BEGIN

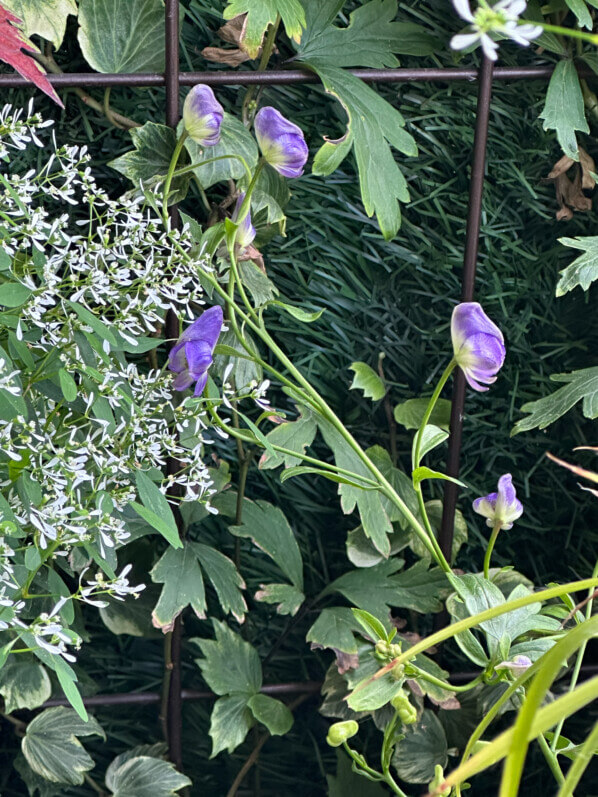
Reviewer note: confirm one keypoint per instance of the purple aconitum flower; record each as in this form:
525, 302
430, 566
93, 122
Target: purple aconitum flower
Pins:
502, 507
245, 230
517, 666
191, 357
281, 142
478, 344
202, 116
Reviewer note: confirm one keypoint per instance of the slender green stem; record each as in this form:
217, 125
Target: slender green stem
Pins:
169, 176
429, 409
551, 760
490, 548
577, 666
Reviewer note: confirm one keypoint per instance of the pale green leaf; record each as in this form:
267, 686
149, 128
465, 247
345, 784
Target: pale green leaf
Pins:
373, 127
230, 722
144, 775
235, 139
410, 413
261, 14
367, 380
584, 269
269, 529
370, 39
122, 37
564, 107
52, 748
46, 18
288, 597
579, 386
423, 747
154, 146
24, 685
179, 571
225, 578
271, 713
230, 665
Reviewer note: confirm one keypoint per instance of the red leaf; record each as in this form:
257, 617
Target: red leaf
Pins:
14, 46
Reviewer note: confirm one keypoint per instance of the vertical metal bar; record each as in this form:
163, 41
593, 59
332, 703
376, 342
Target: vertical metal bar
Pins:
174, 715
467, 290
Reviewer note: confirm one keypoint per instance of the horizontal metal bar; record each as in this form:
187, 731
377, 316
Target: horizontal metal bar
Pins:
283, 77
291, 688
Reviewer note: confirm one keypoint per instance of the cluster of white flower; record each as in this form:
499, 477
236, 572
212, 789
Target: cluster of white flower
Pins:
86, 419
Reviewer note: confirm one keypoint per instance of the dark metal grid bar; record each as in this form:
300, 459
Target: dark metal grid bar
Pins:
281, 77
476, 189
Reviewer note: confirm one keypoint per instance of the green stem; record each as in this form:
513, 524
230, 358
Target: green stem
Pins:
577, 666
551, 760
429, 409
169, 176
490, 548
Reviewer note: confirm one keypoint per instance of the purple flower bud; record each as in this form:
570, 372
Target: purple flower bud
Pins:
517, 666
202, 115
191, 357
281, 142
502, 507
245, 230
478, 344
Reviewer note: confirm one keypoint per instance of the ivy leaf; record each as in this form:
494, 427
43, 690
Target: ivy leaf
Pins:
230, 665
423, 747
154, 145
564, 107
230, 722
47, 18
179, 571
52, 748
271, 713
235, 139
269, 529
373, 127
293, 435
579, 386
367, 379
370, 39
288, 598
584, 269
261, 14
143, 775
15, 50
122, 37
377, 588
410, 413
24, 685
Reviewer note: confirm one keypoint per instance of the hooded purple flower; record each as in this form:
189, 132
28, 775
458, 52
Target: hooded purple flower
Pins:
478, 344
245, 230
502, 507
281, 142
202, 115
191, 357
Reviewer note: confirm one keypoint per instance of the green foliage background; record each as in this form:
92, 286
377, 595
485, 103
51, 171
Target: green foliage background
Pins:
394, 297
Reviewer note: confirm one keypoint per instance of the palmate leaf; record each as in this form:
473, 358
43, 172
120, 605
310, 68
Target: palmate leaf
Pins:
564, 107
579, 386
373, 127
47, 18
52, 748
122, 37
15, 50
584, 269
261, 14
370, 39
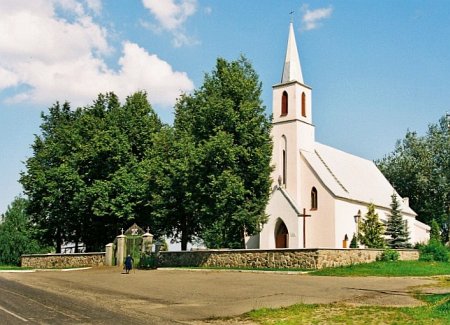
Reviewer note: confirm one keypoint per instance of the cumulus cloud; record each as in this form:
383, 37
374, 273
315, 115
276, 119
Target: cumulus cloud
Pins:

END
BEGIN

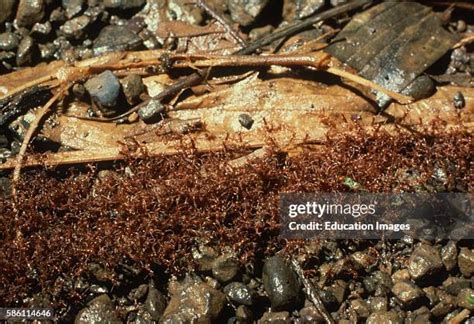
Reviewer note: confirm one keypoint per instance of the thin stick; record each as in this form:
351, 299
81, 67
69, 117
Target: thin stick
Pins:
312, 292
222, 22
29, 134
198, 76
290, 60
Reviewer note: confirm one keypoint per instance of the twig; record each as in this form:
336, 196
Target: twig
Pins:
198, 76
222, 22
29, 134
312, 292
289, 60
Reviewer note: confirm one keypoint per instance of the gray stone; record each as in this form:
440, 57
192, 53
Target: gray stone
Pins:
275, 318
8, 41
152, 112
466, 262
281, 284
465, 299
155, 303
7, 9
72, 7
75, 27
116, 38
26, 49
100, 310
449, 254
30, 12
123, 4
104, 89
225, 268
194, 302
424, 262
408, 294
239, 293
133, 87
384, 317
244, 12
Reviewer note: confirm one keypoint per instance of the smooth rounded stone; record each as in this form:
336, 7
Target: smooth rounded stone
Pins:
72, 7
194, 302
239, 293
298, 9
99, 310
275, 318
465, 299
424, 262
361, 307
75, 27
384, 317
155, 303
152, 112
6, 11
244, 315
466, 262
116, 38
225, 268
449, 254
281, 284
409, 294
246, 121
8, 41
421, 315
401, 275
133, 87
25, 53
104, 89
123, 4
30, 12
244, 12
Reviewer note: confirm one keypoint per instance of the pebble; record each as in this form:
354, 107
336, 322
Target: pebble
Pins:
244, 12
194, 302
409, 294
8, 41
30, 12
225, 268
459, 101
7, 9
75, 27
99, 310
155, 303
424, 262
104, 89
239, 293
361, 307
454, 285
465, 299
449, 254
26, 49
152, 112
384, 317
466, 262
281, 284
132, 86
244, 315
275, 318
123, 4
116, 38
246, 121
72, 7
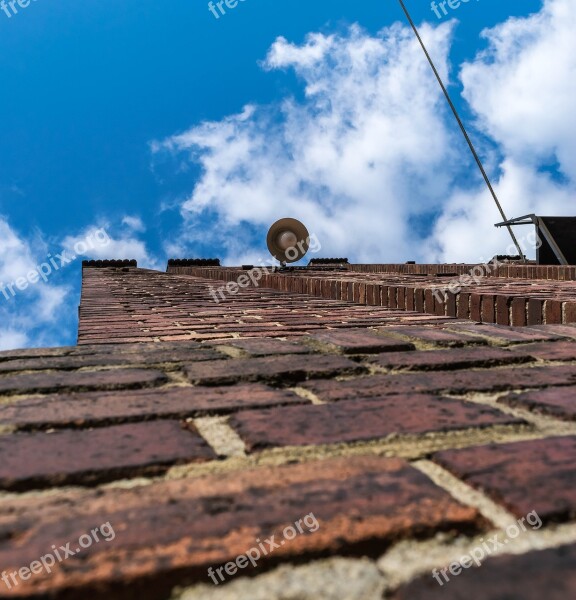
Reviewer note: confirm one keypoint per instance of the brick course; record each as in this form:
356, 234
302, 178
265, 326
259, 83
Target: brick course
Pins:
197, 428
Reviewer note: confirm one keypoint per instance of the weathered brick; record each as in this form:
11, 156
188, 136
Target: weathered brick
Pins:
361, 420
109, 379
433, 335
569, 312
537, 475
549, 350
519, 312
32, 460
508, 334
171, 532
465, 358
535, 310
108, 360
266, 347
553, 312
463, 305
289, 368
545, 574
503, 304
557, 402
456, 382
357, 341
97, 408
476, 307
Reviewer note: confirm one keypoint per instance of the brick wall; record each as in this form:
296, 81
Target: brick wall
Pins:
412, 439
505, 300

END

_PROBLEM TO SOLVE_
Pick out each line in the two blocks above that contains the word "smooth", and copy those lines. Matching is case-sensitive.

_FINAL RESULT_
Reviewer note: confirm one keypoint per instance of the smooth rounded stone; record each as in this form:
Target: smooth rounded stone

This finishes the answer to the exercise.